═══ Provided information

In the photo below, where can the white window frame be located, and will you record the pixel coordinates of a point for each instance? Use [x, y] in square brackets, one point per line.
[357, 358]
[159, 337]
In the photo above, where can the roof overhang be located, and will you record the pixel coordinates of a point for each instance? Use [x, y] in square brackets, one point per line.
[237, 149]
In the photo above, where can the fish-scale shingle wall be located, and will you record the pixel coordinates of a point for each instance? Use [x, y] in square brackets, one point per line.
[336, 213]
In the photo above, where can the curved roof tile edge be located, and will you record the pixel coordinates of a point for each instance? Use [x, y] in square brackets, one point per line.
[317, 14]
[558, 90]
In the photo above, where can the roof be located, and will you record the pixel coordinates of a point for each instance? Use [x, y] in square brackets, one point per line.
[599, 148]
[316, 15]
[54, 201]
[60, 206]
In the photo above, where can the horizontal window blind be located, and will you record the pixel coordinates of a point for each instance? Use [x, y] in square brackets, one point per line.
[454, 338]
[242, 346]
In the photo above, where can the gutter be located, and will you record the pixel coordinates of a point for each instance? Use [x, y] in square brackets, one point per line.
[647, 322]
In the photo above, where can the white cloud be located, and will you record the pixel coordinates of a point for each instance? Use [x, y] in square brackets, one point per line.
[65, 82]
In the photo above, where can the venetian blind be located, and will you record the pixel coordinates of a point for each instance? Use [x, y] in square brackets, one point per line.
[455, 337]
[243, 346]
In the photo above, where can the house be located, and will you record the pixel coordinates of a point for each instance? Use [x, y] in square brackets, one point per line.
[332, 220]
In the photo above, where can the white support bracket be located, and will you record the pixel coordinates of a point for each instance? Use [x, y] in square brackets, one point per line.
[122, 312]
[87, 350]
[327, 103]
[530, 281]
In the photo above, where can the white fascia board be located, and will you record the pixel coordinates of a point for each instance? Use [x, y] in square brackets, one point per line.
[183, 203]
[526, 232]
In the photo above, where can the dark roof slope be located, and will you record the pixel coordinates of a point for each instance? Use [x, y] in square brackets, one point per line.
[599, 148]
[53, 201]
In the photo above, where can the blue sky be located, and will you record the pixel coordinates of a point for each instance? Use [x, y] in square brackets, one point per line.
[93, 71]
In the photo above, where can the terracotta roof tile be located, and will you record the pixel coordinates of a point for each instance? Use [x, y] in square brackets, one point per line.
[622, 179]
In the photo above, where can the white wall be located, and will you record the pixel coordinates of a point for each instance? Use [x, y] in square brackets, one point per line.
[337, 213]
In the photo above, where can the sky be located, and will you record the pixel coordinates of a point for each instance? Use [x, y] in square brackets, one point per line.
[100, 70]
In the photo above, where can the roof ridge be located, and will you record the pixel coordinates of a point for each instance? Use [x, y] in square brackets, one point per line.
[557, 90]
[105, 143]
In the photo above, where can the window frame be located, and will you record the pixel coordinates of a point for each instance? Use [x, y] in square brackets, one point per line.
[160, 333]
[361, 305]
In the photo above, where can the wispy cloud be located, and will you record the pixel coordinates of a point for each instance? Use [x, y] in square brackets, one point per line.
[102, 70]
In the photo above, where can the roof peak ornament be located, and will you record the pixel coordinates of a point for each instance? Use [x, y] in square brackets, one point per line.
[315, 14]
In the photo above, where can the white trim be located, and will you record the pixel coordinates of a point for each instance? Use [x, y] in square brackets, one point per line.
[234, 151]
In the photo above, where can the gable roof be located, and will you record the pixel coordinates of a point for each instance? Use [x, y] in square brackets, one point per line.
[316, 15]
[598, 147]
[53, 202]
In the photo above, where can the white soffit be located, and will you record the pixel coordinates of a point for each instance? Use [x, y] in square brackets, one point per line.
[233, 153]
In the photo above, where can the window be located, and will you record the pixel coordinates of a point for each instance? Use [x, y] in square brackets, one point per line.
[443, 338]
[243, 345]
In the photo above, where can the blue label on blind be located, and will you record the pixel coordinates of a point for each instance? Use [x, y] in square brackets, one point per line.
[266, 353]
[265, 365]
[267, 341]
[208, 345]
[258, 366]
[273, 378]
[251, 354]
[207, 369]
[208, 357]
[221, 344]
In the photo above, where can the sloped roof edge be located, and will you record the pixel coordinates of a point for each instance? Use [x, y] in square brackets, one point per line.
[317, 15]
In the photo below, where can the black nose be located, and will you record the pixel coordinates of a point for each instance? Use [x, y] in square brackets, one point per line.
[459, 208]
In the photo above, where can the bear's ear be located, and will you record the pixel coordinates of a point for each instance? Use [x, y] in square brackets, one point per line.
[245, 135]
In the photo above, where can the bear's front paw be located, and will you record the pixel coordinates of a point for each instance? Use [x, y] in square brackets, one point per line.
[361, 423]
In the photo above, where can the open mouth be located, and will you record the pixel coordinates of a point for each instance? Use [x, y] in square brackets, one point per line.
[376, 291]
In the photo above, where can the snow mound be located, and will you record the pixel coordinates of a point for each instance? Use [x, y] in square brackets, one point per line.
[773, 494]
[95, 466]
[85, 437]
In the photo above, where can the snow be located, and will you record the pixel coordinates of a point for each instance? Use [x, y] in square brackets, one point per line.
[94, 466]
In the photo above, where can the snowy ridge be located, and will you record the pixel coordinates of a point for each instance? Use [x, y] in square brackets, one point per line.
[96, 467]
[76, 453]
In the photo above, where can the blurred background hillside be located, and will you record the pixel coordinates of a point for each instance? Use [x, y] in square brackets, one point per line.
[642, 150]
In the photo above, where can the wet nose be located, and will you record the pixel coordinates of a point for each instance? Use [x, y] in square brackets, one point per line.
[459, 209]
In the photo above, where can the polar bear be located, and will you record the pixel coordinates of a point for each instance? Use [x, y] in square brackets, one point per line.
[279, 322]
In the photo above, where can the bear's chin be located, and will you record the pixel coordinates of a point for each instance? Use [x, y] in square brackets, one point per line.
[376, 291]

══════

## Aim of the exercise
Every line from the one containing "In the photo above, where can the snow mound" through the end of the data must be repeated exactly, and no other line.

## Right answer
In the photo above, where can the snow mound be located, and will you record the pixel coordinates of a point for each instance? Use [x, y] in square brackets, one point per line.
[773, 494]
[95, 466]
[85, 437]
In the photo above, where can the snow be located, and will you record the pixel coordinates of a point for each instance? Use [x, y] in square brackets, one point per line.
[94, 466]
In the photo above, where can the snowy ridge be located, and will you record the pixel coordinates of a point for each instance? Use [x, y] in square brackets, one point per line.
[96, 467]
[76, 453]
In the photo above, where can the blurred background hillside be located, and will you record the pixel coordinates of a point for each instance? Use [x, y] in square brackets, one point per line.
[642, 150]
In the photo above, where can the wet nose be located, and will you record the pixel coordinates of a point for each instance? Use [x, y] in square brackets, one point per line.
[459, 209]
In the photo above, where can the polar bear be located, and will you record the pixel coordinates of a point for each instance? Use [x, y] in square brackets, one point per line.
[279, 322]
In the photo above, where can the bear's chin be located, and will you record the pixel coordinates of a point for each instance? Use [x, y] in square brackets, one point per line.
[376, 291]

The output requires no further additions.